Stated problem -> Collect every line of the records that contains the string "logo". Treat uppercase and lowercase letters as different.

Data items:
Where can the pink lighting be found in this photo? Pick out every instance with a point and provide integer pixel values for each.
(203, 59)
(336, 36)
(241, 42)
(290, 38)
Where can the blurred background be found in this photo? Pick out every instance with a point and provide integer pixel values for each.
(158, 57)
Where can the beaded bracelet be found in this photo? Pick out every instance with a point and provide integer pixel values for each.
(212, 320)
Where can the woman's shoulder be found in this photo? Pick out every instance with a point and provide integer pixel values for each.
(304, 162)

==

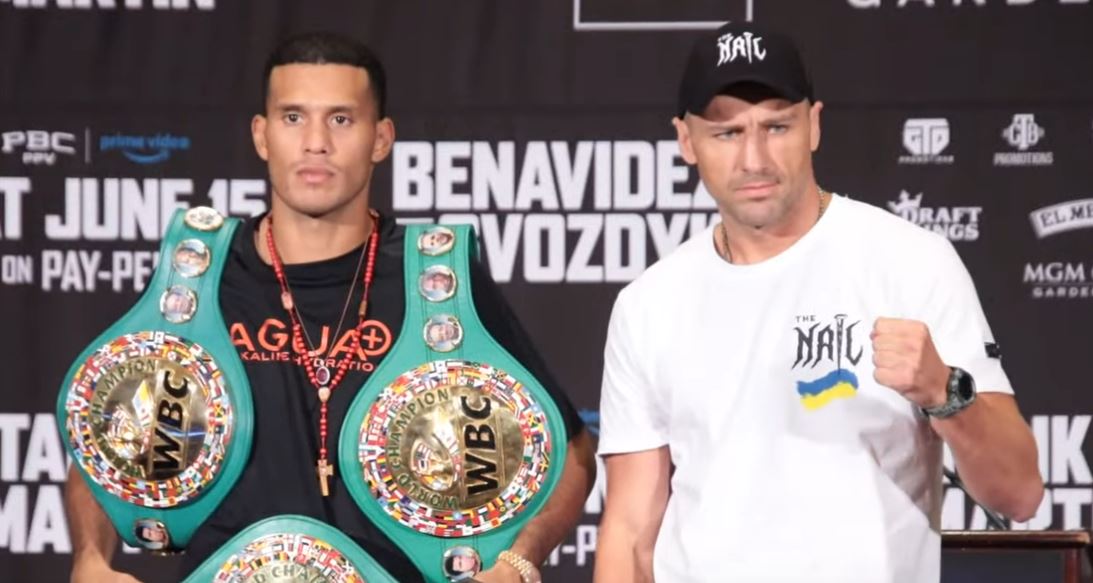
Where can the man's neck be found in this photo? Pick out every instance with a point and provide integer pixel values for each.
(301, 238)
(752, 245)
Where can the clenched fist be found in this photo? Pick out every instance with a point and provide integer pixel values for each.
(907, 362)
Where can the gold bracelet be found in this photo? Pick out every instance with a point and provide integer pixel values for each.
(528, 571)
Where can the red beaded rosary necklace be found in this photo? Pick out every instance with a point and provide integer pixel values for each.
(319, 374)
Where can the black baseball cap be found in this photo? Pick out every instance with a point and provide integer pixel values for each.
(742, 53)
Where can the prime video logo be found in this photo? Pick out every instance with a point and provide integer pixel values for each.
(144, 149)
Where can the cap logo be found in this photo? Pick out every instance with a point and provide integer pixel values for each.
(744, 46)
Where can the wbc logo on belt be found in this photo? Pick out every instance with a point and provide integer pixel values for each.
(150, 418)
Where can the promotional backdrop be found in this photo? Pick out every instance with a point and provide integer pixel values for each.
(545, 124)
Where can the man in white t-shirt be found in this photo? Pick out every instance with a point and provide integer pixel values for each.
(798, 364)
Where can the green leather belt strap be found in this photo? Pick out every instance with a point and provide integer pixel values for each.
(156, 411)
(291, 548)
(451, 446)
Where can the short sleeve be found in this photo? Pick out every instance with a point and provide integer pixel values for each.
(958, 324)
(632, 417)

Exercise solution ->
Where can the prime video logo be found in this photo? Pick out every instance with a point and provide integer pixel values for each.
Where can the cap logo be found in this photo? Pick out every instance with a point and provide integer pixel values for each.
Where can the wbc logo on belt be found in this photo? Pick out every instance with a point and provide integer pixel values for each.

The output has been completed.